● **Exercise**
Rewrite the records below, replacing "instance" with "occurrence" and keeping every other part the same. Leave the pictures out of your version.

● **Record excerpts**
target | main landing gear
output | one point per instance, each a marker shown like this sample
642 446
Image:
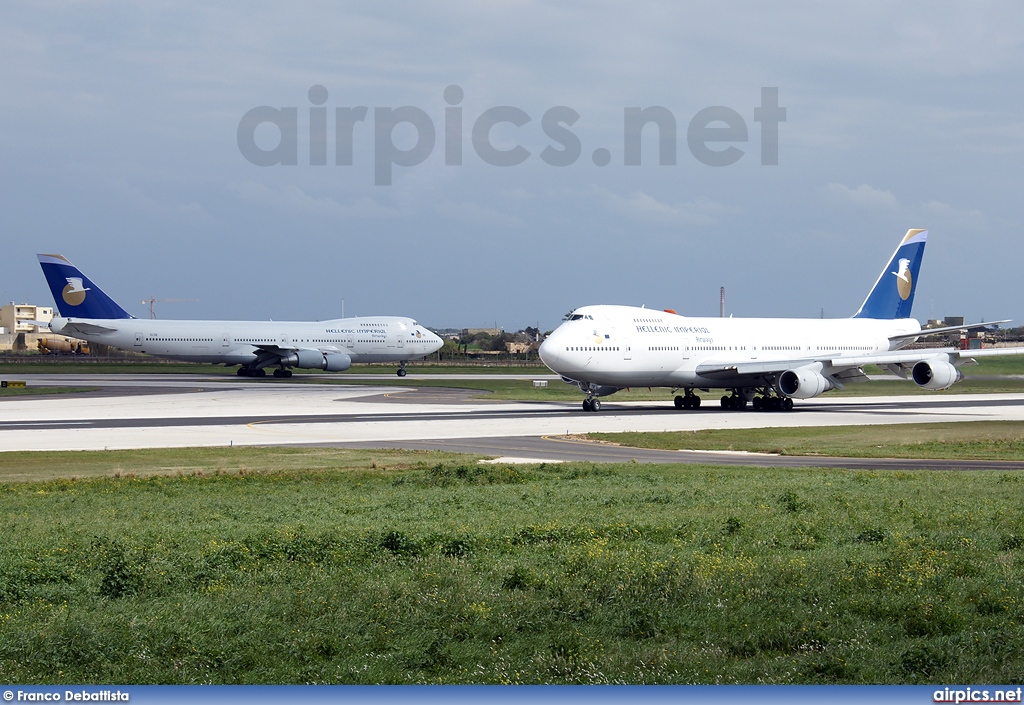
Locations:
280 373
688 401
761 400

● **Solution to this task**
target | main landing gear
output | one point per occurrence, each a marker shown like this sample
642 446
Image:
Locations:
280 373
688 401
761 400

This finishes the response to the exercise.